__TEXT UNDER STUDY__.
● ● ● ● ● ● ●
Northeast Foliage: Color It Distressed

October 08, 1998|ELIZABETH MEHREN | TIMES STAFF WRITER

BOSTON — It is a truth universally acknowledged: With one seasonal exception, no sane person settles here for the climate. Winter chills. Summer steams. Spring is so brief--blink twice and you've missed it entirely.

But autumn brings redemption. Gentle days give way to cool, crisp nights. Children fight their mothers, who beg them to take a sweater, dear, please. And the colors! If the weather is mild, the leaves are explosive. Brilliant shades of ruby, topaz and garnet turn the state into a jewel box.

But this year, just as Bay Staters prepare for their glorious fall foliage floor show, the word is brown.

Decidedly, although not happily, said Dave Sheldon of the state Food and Agriculture Department, "I would judge it not to be as vivid as past years."

What happened, said Ron Kujawski, widely acclaimed as the state's leading leaf man, is that an especially wet late spring was followed by near-drought conditions in July and August. First the leaves were drenched, in other words; then they were scorched.

The extremes caused stress for many trees, said Kujawski, a plant ecologist who works for the University of Massachusetts Extension office in the normally leaf-laden Berkshires. As a result, the leaves on many ash, maple and birch trees went straight to brown. The trees then resorted to what botanists call premature defoliation: leaf shedding, in lay parlance.

To add insult to arboreal injury, the harsh conditions set up a perfect environment for foliar disease--leaf fungus, to be precise. "When the machinery in the leaves starts to shut down, the disease develops a little more rapidly," Kujawski said.

Especially among maples, infections grabbed hold, causing the trees to lose leaves without reaching their full fall bloom. Kujawski said the strange set of circumstances could probably be traced to El Nino.

"We blame everything else on El Nino," he said. "We might as well add this too."
● ● ● ● ● ● ●
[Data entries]
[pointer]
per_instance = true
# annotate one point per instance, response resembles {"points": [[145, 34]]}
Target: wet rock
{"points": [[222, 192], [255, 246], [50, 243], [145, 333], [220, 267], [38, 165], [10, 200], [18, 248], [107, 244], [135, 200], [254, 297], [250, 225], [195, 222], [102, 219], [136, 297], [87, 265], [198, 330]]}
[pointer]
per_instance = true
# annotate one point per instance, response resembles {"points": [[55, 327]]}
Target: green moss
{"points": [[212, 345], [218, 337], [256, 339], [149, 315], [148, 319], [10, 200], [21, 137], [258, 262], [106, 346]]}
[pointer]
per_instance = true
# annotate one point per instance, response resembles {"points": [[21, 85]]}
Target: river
● ● ● ● ● ● ●
__CHECK YOUR UNDERSTANDING__.
A: List the kinds of trees that the article on Northeast foliage names.
B: Write what comes next in the article on Northeast foliage, continuing after its final line.

__LIST OF ANSWERS__.
A: Ash, maple and birch.

B:
Farther north, meanwhile, the devastating ice storms that paralyzed much of Maine and Vermont last winter also took a toll on trees. Tim Perkins of Vermont's Maple Research Center said that in some areas, leaves were tumbling somewhat ahead of schedule. Worse, the ice storms wiped out about 10% of Vermont's trees.

On the other hand, Perkins pointed out, "there's still plenty of trees. That's 10% throughout the whole state. It's not something you can detect with your naked eye."

The rainy spring also confused Bay State bees, which normally spend that time pollinating the region's apple trees. Bees, it turns out, don't fly in the rain. Consequently, according to the state's Cider Guild, apple production could be down this fall by as much as 40%.

Pumpkins also are suffering, Sheldon said. And again: "It's the fungus."

But Kujawski, a chronic optimist as well as a veteran leaf observer, said that it is too early to declare a total brownout.

Bad leaf seasons are few and far between, Kujawski cautioned. In fact, he had to reach back "at least six or seven years" before he could recall an autumn that was "a little on the dull side."

The full glory of fall doesn't really climax in the region until around Columbus Day, he noted. At that moment, he said, he always looks around and realizes "I don't envy people who live in Texas or Florida or California. It's just kind of incomparable, what we have here."